> _Exercise_:
Could you reproduce every line from the line with "pine tree in the image above." up to and including the last line of the items, leaving all other text unchanged but multiplying each box coordinate by 1.2 and rounding it to a whole number, with halves rounded up?

> _Recorded information_:
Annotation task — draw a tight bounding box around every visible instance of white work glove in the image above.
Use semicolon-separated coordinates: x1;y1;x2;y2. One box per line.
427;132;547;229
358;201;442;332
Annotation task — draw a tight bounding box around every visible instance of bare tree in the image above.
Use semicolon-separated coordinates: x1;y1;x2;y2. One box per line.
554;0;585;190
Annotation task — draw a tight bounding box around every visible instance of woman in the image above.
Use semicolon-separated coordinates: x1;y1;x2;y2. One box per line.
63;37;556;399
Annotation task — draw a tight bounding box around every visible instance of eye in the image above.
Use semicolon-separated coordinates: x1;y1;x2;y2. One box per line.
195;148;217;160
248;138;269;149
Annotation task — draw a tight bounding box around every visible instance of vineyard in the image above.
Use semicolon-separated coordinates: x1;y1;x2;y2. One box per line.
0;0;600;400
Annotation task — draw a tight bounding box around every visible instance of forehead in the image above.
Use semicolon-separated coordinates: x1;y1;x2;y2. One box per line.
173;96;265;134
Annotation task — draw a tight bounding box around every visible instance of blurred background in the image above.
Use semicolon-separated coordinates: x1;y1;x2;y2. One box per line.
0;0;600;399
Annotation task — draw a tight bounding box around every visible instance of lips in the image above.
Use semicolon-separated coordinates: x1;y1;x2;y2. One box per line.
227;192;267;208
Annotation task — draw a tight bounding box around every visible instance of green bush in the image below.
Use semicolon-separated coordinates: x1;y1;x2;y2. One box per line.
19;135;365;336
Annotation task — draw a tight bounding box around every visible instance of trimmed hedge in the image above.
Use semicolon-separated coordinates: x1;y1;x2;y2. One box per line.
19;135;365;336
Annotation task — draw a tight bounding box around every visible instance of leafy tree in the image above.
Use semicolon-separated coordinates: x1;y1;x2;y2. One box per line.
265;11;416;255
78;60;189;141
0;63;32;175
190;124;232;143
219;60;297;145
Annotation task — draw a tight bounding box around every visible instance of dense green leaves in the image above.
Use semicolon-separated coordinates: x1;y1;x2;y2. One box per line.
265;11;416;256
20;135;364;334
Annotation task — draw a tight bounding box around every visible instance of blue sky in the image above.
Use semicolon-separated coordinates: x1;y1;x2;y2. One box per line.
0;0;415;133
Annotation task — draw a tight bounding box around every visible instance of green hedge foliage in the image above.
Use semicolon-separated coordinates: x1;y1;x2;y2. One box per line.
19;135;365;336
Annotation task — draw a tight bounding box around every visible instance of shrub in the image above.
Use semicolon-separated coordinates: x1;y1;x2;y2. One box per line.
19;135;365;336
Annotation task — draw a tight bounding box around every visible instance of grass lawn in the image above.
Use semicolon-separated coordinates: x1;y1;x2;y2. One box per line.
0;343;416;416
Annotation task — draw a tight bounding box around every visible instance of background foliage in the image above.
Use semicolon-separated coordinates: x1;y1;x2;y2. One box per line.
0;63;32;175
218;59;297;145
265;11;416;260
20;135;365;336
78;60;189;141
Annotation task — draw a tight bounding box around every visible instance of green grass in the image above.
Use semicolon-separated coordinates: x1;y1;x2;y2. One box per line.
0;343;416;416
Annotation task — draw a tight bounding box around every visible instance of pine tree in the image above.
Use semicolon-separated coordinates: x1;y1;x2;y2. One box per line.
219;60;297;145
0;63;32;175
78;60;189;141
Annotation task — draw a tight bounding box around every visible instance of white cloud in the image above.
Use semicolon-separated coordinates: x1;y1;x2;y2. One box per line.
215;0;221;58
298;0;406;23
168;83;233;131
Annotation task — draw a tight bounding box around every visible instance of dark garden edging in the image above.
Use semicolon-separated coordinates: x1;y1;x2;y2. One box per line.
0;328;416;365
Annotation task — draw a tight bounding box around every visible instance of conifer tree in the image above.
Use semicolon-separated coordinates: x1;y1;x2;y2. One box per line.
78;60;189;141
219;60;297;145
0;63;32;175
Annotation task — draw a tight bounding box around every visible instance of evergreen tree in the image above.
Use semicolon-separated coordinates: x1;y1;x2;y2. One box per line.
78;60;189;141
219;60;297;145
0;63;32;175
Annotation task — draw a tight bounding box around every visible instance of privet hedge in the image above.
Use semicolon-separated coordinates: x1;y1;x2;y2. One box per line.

> _Solution to this exercise_:
Annotation task — draw a tight bounding box around every visible instance of pine tree in the image above.
Use semicolon-separated coordinates: x1;y1;x2;y2. One box per line.
263;72;356;174
0;76;38;210
94;72;227;169
Annotation task — draw a tight bounding box around every visible instance of white cloud in the image above.
Use semicolon-separated coordinates: x1;y1;x2;y2. One box per line.
258;0;265;70
358;0;487;28
202;100;280;157
Annotation task — draw a tight bounding box around every visible instance of dark garden edging in the image above.
Use semicolon-separated coordinates: x1;y1;x2;y2. One box per line.
0;394;499;438
Annotation task — draw a tight bounding box around every visible instance of conifer tree in the image above.
Use semicolon-separated coordinates: x1;y1;x2;y2. One box per line.
94;72;227;169
263;72;356;174
0;76;38;210
Annotation task — draw a tight bounding box around every visible instance of evergreen tree in the image above.
Use semicolon-separated coordinates: x1;y1;x2;y2. One box per line.
94;72;227;169
263;72;356;174
0;76;38;210
Annotation task — draw a tight bounding box around every visible instance of privet hedge in the image above.
Use semicolon-separated coordinates: x1;y1;x2;y2. One box per line.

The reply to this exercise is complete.